__WHAT THE TASK REQUIRES__
Please reproduce every one of the records below, line for line and unchanged.

[START MATERIAL FOR THIS TASK]

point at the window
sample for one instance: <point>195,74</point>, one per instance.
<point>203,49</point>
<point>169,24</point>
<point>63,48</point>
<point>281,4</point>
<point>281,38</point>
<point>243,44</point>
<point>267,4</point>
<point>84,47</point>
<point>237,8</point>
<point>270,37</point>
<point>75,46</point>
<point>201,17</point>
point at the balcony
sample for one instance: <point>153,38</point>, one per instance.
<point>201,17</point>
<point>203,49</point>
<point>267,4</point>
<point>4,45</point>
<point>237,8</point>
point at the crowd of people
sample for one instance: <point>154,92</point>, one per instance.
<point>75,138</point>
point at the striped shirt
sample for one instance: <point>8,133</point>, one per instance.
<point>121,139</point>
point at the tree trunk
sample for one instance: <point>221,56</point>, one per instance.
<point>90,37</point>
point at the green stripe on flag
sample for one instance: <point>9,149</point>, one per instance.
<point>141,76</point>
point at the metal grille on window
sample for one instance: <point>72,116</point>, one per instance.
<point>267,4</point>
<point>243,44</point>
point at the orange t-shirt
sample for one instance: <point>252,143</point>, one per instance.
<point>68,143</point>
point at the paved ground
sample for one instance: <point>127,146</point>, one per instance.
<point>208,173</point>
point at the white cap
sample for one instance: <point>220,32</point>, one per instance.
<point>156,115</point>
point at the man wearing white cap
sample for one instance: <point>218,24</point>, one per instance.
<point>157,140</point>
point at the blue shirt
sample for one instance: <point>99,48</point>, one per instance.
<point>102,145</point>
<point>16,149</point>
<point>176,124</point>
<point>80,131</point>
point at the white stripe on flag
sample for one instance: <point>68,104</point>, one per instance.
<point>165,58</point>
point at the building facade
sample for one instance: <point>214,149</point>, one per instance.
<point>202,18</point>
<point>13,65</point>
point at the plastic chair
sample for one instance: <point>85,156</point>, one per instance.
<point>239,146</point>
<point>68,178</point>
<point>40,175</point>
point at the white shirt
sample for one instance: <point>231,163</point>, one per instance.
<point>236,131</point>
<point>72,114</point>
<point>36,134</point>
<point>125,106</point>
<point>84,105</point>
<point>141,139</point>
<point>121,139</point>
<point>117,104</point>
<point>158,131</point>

[END MATERIAL FOR THIS TASK]

__RESULT OF THIS TASK__
point at the window
sample for one instance: <point>195,74</point>, one per instance.
<point>203,49</point>
<point>169,24</point>
<point>63,48</point>
<point>281,4</point>
<point>281,38</point>
<point>243,44</point>
<point>267,4</point>
<point>84,47</point>
<point>237,8</point>
<point>270,37</point>
<point>75,46</point>
<point>201,17</point>
point at the balcony
sample for one instance: <point>153,38</point>, one per instance.
<point>201,17</point>
<point>203,49</point>
<point>267,4</point>
<point>4,45</point>
<point>237,8</point>
point at the crowd of people
sample for one instance: <point>154,92</point>, one per instance.
<point>75,138</point>
point at the striped shirt
sample for one instance: <point>8,133</point>, one per instance.
<point>121,139</point>
point at the tree trunk
sample for one instance: <point>221,56</point>, one per instance.
<point>90,37</point>
point at the green stripe on flag
sample for one instance: <point>9,149</point>, one per instance.
<point>141,76</point>
point at the metal grille on window
sample for one instance: <point>72,116</point>, one per instance.
<point>267,4</point>
<point>243,44</point>
point at the orange t-shirt
sample for one instance: <point>252,143</point>, one per instance.
<point>68,143</point>
point at the paved ground
sample for one instance: <point>127,146</point>, one per instance.
<point>208,173</point>
point at the white cap
sample for one instance: <point>220,32</point>, one per instance.
<point>156,115</point>
point at the man wearing white cap
sample for one instance: <point>218,24</point>, one per instance.
<point>157,140</point>
point at the blue shirt
sample for one instance: <point>99,48</point>, one per instance.
<point>102,145</point>
<point>16,149</point>
<point>176,124</point>
<point>80,131</point>
point at the white stripe on flag
sample for one instance: <point>68,104</point>, one per instance.
<point>165,58</point>
point at the building facade
sample for one instance: <point>214,149</point>, one per instance.
<point>202,18</point>
<point>13,65</point>
point at the plastic chair
sample for one instance: <point>85,156</point>, one per instance.
<point>239,146</point>
<point>68,178</point>
<point>40,175</point>
point at the white shirt
sample for one instance: <point>231,163</point>, one per instance.
<point>236,131</point>
<point>72,114</point>
<point>36,134</point>
<point>125,106</point>
<point>84,105</point>
<point>141,139</point>
<point>121,139</point>
<point>117,104</point>
<point>158,131</point>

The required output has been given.